-- Verilen görev --
Tarsus haberinde "Tarsus Belediye Başkanı Dr. Haluk Bozdoğan, 10" ile başlayıp "kent olduğunu söyledi." ile biten bölümü harfi harfine kopyalar mısın?

-- Verilen metin --

“Ekonomisi kalkınmış bir kent için projeler geliştiriyoruz”
Tarsus Belediye Başkanı Dr. Haluk Bozdoğan, 10 bin yıllık tarihi geçmişe sahip Tarsus’ta hem ekonomik hayatın canlı
tutulması hem de yaşam standartlarının artırılması için proje geliştirdiklerini kaydetti. Bozdoğan, “İnsana ve çevreye
duyarlı, ekonomisi kalkınmış, engelsiz üreten, eğiten, sağlıklı
bir kent olmak’ vizyonuyla belirlediğimiz yol haritamıza
uygun olarak geleceğe yürüyoruz” dedi.
Tarsus Belediye Başkanı Dr. Haluk Bozdoğan,
Tarsus’un sahip olduğu 400 bin nüfusu ve 10 bin yıllık tarihi geçmişi ile tarımın, turizmin, tarihin ve felsefenin Anadolu’daki başkenti olduğunu kaydeden Tarsus Belediye Başkanı Dr. Haluk Bozdoğan, kentin ilkleri yaşayan bir kent olduğunu söyledi.

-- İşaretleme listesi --
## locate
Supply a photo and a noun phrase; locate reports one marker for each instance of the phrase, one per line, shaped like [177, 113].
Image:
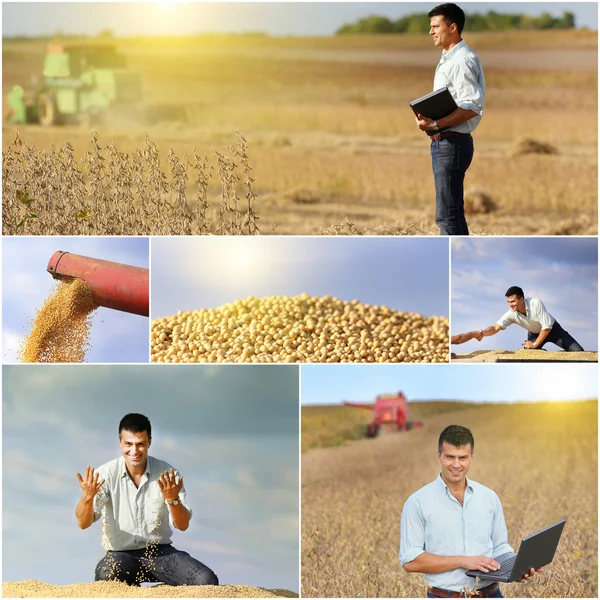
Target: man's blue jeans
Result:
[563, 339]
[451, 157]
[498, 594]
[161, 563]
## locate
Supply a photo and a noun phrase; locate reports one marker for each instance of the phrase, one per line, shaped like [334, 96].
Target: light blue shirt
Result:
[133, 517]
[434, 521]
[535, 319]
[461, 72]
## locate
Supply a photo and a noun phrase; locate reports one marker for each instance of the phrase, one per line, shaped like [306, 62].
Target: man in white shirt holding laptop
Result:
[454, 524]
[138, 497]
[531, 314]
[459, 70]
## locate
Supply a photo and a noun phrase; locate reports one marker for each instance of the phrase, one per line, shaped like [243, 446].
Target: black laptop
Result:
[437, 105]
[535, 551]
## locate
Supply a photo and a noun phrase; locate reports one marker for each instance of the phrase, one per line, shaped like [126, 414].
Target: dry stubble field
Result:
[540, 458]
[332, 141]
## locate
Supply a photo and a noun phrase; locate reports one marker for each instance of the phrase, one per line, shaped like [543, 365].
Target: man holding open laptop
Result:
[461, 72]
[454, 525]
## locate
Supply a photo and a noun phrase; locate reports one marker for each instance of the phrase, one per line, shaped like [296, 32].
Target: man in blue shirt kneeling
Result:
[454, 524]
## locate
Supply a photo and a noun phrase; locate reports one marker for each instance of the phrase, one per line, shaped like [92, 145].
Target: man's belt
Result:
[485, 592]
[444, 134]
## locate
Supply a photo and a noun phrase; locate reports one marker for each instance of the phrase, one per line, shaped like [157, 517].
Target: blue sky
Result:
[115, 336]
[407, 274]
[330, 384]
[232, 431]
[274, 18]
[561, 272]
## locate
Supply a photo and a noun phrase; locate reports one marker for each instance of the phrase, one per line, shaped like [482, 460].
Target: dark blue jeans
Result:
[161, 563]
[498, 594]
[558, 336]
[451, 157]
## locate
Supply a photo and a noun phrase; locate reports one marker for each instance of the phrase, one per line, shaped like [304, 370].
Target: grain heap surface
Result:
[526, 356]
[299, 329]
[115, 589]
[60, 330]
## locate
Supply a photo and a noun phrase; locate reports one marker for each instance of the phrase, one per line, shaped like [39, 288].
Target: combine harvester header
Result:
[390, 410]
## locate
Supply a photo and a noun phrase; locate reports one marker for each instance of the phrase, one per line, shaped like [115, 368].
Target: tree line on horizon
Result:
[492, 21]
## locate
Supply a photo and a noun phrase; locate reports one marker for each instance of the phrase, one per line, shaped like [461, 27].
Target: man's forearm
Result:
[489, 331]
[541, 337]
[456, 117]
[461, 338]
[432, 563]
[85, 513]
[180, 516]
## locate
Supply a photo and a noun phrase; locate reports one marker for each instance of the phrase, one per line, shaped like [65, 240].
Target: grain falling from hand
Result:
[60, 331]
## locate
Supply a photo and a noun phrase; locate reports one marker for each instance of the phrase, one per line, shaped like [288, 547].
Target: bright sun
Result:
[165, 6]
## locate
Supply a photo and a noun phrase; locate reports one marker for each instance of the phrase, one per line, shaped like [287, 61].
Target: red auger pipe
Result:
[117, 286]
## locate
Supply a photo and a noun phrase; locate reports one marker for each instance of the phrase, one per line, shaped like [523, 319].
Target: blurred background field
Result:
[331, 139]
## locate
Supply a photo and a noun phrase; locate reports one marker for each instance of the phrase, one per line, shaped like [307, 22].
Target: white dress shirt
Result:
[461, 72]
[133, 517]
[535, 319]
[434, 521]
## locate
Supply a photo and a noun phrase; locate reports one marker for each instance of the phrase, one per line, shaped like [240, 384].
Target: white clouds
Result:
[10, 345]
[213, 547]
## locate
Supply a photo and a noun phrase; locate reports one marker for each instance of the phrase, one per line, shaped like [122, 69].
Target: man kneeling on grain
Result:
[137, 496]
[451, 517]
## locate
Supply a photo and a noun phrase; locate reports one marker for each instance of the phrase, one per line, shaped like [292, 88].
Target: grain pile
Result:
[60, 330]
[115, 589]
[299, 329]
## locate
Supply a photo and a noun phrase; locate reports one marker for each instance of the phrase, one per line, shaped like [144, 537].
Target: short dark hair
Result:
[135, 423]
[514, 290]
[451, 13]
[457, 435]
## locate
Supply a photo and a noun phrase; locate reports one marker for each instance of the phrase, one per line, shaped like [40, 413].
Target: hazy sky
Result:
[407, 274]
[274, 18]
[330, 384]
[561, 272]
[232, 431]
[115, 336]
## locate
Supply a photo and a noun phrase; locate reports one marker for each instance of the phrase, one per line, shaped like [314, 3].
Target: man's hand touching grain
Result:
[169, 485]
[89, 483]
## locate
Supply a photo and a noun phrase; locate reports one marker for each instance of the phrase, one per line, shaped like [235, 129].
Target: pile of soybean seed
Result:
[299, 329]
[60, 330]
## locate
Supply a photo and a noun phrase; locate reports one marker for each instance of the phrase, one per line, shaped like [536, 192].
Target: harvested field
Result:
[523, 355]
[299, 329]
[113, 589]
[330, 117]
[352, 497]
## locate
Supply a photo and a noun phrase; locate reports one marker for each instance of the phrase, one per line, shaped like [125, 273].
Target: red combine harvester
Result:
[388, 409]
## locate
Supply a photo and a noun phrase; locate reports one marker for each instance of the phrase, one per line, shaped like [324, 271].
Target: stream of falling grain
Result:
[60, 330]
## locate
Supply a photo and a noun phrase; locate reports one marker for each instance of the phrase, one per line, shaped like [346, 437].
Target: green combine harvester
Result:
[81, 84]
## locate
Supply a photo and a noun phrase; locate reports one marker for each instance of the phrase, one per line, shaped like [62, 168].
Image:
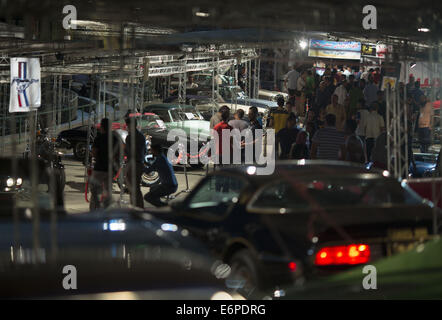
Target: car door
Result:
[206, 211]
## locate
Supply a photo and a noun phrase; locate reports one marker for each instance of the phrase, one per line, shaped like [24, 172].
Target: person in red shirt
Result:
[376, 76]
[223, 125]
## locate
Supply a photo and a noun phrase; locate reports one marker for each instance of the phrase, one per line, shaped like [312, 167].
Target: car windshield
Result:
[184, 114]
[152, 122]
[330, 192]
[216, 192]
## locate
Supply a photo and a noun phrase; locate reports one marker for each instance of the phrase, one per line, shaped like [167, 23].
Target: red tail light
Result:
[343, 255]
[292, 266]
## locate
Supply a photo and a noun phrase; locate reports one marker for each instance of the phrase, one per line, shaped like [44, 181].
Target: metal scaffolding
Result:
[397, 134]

---

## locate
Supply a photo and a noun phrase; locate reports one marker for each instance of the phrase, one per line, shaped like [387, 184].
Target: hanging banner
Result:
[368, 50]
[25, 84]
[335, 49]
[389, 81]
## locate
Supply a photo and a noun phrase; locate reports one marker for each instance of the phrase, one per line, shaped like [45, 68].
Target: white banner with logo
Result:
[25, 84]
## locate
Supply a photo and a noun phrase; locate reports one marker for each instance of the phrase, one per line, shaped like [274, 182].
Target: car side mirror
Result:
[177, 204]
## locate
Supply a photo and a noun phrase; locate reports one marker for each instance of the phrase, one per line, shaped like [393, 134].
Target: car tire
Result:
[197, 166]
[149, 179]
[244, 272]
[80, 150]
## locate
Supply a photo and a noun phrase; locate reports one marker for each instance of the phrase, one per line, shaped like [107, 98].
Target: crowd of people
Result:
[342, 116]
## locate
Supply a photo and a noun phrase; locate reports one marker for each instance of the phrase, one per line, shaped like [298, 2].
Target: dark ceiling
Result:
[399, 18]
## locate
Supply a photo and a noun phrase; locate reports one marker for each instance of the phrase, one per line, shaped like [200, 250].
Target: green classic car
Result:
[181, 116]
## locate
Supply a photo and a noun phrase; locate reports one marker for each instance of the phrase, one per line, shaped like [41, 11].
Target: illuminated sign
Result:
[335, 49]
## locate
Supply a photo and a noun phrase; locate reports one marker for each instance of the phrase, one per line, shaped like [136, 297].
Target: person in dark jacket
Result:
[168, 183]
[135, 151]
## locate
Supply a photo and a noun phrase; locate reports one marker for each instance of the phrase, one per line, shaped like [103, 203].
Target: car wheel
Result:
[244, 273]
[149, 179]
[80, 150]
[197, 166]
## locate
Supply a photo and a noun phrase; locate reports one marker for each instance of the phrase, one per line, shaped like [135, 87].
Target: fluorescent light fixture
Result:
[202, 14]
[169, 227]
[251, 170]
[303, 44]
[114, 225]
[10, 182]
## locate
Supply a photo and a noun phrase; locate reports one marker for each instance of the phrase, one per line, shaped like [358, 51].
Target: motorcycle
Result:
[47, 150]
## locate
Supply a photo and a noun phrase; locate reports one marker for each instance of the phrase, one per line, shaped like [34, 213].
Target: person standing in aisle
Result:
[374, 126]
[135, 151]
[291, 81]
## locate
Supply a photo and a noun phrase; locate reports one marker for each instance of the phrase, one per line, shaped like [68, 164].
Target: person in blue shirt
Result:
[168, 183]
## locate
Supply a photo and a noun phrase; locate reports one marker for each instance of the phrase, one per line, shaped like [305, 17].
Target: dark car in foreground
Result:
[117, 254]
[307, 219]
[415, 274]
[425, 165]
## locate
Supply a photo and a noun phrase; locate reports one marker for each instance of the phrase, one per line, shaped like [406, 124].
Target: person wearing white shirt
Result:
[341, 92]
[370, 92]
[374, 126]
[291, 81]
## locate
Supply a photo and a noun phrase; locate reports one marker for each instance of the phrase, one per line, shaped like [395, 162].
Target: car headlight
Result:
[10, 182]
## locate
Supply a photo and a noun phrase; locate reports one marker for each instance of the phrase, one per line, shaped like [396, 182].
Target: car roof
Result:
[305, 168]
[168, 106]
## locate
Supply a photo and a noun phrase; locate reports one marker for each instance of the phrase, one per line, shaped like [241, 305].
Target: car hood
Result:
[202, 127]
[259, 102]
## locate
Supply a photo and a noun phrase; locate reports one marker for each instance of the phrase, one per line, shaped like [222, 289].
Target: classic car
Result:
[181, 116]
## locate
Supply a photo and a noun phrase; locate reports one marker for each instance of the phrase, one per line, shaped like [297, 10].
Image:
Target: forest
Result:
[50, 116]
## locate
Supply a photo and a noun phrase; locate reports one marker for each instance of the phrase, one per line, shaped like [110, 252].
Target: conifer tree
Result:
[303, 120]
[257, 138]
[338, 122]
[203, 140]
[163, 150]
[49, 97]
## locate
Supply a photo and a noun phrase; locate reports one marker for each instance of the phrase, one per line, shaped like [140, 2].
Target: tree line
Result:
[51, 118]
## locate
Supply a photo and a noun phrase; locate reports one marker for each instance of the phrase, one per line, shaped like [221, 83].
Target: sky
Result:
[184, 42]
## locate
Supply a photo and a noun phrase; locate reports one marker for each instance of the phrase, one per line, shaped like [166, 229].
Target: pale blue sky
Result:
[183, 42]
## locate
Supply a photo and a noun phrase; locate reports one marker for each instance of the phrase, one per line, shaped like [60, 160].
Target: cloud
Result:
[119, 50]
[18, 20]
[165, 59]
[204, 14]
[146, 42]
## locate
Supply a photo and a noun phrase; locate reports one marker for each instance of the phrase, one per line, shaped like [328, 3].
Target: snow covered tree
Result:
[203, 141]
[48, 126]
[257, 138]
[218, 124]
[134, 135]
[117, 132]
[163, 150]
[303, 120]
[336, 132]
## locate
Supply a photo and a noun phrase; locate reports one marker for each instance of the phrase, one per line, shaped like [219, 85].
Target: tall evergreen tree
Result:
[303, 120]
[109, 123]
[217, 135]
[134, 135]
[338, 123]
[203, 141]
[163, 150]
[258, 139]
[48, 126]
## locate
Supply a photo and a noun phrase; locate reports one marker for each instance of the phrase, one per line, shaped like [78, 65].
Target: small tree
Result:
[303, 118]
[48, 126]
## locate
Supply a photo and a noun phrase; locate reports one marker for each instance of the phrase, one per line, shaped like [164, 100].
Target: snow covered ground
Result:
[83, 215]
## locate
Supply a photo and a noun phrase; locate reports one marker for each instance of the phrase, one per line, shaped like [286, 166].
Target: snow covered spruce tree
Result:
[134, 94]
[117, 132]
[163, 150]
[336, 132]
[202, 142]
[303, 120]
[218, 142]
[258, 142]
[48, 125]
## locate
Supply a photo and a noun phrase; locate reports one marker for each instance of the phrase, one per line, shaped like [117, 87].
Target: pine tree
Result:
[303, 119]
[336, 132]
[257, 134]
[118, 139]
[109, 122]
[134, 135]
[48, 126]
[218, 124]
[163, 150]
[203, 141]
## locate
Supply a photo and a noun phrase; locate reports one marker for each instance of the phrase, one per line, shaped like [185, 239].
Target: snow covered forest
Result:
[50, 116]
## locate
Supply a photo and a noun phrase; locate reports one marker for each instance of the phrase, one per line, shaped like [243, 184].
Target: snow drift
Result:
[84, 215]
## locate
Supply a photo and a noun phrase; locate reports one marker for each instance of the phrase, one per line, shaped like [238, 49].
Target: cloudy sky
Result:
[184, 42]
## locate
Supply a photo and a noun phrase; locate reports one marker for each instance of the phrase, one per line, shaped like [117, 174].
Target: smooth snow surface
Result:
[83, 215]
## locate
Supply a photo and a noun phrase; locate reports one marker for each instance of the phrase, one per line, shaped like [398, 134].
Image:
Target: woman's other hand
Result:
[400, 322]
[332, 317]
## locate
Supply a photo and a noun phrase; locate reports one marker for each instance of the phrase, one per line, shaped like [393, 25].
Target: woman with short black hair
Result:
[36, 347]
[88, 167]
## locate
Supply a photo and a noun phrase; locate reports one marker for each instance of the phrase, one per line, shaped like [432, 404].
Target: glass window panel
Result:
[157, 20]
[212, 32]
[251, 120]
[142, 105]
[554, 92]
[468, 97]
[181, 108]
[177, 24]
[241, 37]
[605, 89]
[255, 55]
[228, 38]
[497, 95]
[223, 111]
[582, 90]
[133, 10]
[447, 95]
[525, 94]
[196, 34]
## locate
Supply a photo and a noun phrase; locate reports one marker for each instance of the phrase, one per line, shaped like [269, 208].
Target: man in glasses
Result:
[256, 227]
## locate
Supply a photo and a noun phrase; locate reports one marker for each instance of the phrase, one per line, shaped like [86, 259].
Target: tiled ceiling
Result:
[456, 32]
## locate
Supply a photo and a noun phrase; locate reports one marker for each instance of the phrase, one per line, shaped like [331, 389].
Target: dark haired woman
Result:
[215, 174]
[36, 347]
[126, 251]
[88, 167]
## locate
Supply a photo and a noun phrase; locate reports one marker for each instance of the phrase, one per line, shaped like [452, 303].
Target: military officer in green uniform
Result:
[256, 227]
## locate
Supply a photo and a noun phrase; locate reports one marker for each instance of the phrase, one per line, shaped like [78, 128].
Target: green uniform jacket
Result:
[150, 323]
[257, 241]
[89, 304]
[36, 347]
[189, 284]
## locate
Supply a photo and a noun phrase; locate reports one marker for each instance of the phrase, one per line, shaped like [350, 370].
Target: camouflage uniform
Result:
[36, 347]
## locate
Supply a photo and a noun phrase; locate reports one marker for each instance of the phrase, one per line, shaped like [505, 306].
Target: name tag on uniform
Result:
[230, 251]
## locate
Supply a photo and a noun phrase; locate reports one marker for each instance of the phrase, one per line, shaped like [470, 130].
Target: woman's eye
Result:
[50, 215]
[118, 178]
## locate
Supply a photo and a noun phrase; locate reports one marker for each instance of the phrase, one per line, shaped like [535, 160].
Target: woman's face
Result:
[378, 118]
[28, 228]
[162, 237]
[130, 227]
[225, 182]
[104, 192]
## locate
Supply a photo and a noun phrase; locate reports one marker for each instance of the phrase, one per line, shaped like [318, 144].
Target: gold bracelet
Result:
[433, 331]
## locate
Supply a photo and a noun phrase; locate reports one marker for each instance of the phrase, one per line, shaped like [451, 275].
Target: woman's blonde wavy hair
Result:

-- Çözülen görev --
Tarsus Belediye Başkanı Dr. Haluk Bozdoğan, 10 bin yıllık tarihi geçmişe sahip Tarsus’ta hem ekonomik hayatın canlı
tutulması hem de yaşam standartlarının artırılması için proje geliştirdiklerini kaydetti. Bozdoğan, “İnsana ve çevreye
duyarlı, ekonomisi kalkınmış, engelsiz üreten, eğiten, sağlıklı
bir kent olmak’ vizyonuyla belirlediğimiz yol haritamıza
uygun olarak geleceğe yürüyoruz” dedi.
Tarsus Belediye Başkanı Dr. Haluk Bozdoğan,
Tarsus’un sahip olduğu 400 bin nüfusu ve 10 bin yıllık tarihi geçmişi ile tarımın, turizmin, tarihin ve felsefenin Anadolu’daki başkenti olduğunu kaydeden Tarsus Belediye Başkanı Dr. Haluk Bozdoğan, kentin ilkleri yaşayan bir kent olduğunu söyledi.